• [Supplied text]:
<<<<

Created by Herbert Jenkins (1876-1923)
MALCOLM SAGE had been a hot shot intelligence agent
for Britain's Division Z during the Great War, but when the fighting
ceased, his thirst for action and adventure didn't. Fortunately,
his old chief from division Z helped him set up the Malcolm Sage
Detective Bureau, and much merry mayhem and more than a few ripping
good yarns ensued.
This all sounds pretty much like Boy's Own-type adventures,
but for his time, Sage was considered pretty high-tech, utilizing
such nifty new-fangled gadgets as telephones, buzzers, and other
such wonders of technology. Sage is serious, and even haughty,
and has been known to chase away customers if he has too much
business, or other matters on his mind. Fortunately he has a secretary
(to make the tea, no doubt) and an office boy to put him in his
place every now and then. The boy, a devout reader of detective
fiction, in fact serves as a sort of welcome comic foil to the
occasionally pompous master detective.

>>>>

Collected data
<<<<

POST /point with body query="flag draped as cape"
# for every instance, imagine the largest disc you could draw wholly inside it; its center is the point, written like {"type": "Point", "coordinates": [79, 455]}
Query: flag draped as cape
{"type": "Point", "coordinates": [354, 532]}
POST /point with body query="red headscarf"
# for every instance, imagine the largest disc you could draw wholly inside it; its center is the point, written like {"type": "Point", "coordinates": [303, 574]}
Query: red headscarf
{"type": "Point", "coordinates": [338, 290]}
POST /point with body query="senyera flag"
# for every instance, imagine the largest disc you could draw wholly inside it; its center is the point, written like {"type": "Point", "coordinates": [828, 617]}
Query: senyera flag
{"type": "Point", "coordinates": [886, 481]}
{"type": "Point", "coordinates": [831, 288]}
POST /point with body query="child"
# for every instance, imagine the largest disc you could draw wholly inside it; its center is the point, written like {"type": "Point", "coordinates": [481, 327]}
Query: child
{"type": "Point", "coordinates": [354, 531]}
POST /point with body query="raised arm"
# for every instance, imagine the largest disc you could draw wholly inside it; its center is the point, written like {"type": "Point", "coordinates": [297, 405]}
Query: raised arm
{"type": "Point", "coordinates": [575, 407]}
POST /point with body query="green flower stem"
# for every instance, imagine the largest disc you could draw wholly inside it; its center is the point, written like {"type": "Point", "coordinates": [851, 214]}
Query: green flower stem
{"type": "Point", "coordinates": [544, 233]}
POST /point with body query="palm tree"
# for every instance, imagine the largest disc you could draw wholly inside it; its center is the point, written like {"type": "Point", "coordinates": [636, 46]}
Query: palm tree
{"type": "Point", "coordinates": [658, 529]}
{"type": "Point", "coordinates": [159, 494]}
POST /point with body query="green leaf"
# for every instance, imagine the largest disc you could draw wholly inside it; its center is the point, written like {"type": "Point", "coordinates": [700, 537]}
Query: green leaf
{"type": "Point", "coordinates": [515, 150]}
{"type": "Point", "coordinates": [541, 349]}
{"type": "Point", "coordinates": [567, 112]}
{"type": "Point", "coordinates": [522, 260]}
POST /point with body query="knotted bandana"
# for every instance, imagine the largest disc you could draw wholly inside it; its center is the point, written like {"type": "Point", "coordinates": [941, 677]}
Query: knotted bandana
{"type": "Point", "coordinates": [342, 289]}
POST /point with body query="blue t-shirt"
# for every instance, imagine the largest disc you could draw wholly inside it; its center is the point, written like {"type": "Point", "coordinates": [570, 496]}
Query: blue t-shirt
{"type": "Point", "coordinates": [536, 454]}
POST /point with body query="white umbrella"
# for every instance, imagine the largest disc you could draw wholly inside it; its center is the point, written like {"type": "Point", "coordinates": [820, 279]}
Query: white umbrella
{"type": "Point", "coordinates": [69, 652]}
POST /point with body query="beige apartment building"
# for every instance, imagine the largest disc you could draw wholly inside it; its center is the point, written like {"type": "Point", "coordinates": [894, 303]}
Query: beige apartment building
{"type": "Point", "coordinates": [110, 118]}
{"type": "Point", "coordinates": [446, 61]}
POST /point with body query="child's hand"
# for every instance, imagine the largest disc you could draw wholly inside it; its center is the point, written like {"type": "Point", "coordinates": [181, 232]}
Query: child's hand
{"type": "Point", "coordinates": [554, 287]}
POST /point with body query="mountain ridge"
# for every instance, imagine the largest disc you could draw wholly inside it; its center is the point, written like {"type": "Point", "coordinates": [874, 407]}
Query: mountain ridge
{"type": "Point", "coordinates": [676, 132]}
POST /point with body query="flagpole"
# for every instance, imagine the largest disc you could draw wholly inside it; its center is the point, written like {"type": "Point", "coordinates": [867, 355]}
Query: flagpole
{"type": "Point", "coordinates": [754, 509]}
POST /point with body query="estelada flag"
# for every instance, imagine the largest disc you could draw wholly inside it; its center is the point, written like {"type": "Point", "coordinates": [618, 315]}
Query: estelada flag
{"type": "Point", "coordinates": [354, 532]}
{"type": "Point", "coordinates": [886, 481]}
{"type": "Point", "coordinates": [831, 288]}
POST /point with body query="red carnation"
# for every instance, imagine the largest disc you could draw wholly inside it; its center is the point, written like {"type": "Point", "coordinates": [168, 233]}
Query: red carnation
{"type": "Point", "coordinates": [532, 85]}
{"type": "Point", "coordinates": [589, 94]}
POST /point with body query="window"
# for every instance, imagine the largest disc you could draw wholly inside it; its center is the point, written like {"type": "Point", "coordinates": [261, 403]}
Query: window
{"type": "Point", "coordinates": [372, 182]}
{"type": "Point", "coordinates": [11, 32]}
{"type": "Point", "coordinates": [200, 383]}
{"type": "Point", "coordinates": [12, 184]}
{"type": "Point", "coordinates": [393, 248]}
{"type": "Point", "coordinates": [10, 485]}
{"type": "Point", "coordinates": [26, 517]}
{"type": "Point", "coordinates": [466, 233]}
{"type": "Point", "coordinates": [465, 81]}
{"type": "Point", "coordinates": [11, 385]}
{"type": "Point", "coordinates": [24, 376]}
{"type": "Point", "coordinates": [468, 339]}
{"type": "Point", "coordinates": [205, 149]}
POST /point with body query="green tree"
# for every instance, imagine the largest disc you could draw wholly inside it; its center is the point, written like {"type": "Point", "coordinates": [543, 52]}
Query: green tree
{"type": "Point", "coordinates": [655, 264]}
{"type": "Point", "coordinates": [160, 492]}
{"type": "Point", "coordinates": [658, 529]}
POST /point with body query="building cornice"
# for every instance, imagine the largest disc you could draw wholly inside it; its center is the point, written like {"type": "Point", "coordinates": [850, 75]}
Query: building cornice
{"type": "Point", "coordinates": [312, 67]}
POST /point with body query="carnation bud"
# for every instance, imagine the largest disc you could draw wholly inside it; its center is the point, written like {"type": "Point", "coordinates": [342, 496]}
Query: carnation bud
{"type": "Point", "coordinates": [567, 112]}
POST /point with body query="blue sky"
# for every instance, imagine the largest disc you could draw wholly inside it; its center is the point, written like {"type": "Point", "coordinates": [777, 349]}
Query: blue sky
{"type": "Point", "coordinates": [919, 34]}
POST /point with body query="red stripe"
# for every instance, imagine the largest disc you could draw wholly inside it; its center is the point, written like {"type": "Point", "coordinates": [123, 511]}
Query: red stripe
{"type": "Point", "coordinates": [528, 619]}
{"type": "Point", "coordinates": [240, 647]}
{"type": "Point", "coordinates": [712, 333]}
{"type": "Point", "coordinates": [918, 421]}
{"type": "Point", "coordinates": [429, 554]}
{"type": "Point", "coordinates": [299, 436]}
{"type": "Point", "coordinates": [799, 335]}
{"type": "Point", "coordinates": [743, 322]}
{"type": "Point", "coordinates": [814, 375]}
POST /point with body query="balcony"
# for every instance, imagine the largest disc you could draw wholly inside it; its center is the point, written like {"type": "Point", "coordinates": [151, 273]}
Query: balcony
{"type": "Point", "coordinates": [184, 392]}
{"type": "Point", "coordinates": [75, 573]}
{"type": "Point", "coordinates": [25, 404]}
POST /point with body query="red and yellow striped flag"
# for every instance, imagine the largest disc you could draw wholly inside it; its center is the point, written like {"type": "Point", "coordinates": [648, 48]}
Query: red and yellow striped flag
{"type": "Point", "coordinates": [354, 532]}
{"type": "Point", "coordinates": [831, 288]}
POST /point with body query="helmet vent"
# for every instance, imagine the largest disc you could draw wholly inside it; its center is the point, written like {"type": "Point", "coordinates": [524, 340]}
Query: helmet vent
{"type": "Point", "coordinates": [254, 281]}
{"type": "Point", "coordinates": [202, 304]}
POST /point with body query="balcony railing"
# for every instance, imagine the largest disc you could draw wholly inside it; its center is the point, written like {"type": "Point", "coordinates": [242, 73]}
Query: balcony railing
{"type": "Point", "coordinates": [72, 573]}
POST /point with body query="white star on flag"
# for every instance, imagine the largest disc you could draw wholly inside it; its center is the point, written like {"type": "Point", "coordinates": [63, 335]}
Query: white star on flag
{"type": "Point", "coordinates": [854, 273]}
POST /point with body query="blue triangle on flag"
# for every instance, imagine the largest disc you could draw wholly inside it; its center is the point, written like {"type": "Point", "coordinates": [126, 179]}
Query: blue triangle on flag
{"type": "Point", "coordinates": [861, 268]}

>>>>

• [Directions]:
[1] Answer these questions from the Malcolm Sage profile:
(a) Which division did Sage serve during the Great War?
(b) Which gadgets are named as examples of Sage's use of technology?
(c) What kind of reading is the office boy devoted to?
[2] Decide whether each statement agrees with the Malcolm Sage profile:
(a) Sage's former chief helped him establish his detective bureau.
(b) Sage never sends customers away.
(c) Herbert Jenkins died in 1923.
[3] Reproduce everything in the Malcolm Sage profile from "MALCOLM SAGE had" down to "good yarns ensued.".

• [Outputs]:
[1]
(a) Division Z
(b) Telephones and buzzers
(c) Detective fiction

[2]
(a) Yes: "his old chief from division Z helped him set up the Malcolm Sage Detective Bureau"
(b) No: "has been known to chase away customers if he has too much business, or other matters on his mind"
(c) Yes: "Created by Herbert Jenkins (1876-1923)"

[3]
MALCOLM SAGE had been a hot shot intelligence agent
for Britain's Division Z during the Great War, but when the fighting
ceased, his thirst for action and adventure didn't. Fortunately,
his old chief from division Z helped him set up the Malcolm Sage
Detective Bureau, and much merry mayhem and more than a few ripping
good yarns ensued.